** Directions for this task **
Copy all of the entries below, requests included. Multiply each x and y coordinate in the answers by 0.65 and round to the nearest whole number, with halves rounded up.
─── Input for this task
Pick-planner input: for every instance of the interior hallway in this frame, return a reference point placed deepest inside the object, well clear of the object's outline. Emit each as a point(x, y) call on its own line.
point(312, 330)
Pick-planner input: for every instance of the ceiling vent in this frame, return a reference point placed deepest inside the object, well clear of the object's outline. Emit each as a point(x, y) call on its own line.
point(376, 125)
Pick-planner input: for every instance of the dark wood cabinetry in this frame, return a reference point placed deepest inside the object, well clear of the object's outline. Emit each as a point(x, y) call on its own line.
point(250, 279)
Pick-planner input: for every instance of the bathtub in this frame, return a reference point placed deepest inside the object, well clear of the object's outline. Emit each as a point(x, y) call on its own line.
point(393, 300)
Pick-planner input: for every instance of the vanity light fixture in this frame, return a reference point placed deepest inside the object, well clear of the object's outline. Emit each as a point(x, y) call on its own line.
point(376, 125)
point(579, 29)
──────
** Problem solution **
Pick-planner input: for every instance of the interior hallway in this frame, return a reference point placed deepest inside the object, well clear of the object's outline. Emit each as a point(x, y) call on its own line.
point(203, 215)
Pick-planner input: for every instance of the ceiling vent in this frame, return a reference point placed deepest inside the object, well clear of the object's outline. Emit each as a point(x, y) call on its own line.
point(244, 81)
Pick-planner input: for every instance of the dark wood cabinetry in this frame, return a reference point placed deepest inside the object, well clear of the object's outline. Emit each as a point(x, y) call on its own line.
point(163, 181)
Pick-planner input: for every instance of the bathtub in this frame, return a reference point placed deepest inside the object, well clear of the object's outline. Emit each as a point(x, y) call on its own line.
point(255, 195)
Pick-planner input: for every instance of the vanity light fixture in this frame, return a reference point placed deepest inside the object, well clear of the object's outline. Emit each as a point(x, y) call on its own line.
point(244, 81)
point(376, 19)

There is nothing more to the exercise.